Short task => Recast everything from the first line of the listing down to the line containing "point(510, 332)", both ends included, as a numbered list, leaving out any blank lines.

Data for this exercise =>
§ §

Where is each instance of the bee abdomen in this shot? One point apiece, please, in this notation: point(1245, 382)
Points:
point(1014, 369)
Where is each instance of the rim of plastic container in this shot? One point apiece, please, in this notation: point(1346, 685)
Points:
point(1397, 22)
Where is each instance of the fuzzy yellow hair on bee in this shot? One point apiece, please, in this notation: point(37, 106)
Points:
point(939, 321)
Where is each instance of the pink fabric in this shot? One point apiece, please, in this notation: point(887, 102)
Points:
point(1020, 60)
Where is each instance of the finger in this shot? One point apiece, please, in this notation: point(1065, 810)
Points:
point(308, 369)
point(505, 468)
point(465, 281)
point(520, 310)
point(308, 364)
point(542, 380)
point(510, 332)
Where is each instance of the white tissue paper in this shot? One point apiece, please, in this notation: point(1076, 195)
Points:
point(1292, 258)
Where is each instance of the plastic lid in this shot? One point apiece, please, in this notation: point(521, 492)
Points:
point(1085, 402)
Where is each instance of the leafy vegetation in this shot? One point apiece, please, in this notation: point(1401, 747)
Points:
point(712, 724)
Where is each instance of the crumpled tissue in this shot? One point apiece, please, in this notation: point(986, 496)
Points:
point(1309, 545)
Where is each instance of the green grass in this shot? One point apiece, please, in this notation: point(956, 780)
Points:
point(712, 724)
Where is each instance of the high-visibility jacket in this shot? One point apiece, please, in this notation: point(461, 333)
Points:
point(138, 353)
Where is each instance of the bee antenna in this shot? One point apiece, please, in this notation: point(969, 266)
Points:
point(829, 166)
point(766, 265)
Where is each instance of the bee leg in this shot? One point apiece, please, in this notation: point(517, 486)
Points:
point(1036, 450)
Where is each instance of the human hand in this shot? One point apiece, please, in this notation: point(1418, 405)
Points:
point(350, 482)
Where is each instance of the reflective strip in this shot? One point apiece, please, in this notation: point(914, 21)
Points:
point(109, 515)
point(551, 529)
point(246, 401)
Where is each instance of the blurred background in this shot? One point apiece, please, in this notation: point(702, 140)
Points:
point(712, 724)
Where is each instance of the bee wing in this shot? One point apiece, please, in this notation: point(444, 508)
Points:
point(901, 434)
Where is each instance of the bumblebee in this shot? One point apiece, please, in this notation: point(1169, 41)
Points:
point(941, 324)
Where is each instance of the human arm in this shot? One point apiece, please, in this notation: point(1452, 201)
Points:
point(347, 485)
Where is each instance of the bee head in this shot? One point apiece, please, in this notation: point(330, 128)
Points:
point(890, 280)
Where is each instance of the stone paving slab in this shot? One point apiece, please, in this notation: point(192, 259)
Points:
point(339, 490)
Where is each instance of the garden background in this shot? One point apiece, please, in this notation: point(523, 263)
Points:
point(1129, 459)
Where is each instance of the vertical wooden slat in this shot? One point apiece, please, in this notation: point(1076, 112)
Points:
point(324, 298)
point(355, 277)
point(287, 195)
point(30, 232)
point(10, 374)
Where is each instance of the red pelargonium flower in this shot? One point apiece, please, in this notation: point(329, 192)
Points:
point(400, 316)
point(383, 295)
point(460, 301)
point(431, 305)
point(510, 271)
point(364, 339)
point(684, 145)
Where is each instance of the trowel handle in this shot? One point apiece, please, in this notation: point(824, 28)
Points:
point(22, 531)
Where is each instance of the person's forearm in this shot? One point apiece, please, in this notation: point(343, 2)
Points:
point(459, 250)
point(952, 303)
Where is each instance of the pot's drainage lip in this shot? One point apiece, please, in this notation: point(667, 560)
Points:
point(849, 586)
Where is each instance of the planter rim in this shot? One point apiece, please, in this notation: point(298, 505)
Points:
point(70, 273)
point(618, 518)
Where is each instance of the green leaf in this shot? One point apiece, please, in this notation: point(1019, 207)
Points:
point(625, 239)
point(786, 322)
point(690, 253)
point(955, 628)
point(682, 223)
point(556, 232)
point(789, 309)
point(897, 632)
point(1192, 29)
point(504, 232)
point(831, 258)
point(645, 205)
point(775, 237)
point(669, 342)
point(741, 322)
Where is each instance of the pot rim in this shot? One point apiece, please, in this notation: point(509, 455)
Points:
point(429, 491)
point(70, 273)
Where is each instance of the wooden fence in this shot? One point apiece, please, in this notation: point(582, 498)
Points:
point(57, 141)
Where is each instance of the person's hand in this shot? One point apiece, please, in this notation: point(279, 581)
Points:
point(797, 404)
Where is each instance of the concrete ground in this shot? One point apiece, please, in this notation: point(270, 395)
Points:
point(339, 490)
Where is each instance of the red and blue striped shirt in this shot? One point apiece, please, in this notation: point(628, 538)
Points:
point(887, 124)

§ §

Expected output =>
1. Where is each instance of the bee abdomen in this shot? One point apiece, please, in this notation: point(1245, 382)
2. Points:
3. point(1014, 369)
4. Where is each instance of the rim of plastic container in this shot? One point apiece, please, in this notation: point(1346, 685)
5. Points:
6. point(1397, 22)
7. Where is each instance of the fuzzy yellow hair on bee in this shot? One point apiece, please, in this notation: point(37, 106)
8. Points:
9. point(939, 321)
10. Where is each instance of the pink fabric in this shot? One point apiece, please, in this notation: point(887, 102)
11. Points:
12. point(1020, 60)
13. Where is each instance of the finger in this shot? One point apiece, please, in this notation: point(1065, 810)
14. Points:
15. point(308, 369)
16. point(505, 468)
17. point(465, 281)
18. point(520, 310)
19. point(308, 364)
20. point(542, 380)
21. point(510, 332)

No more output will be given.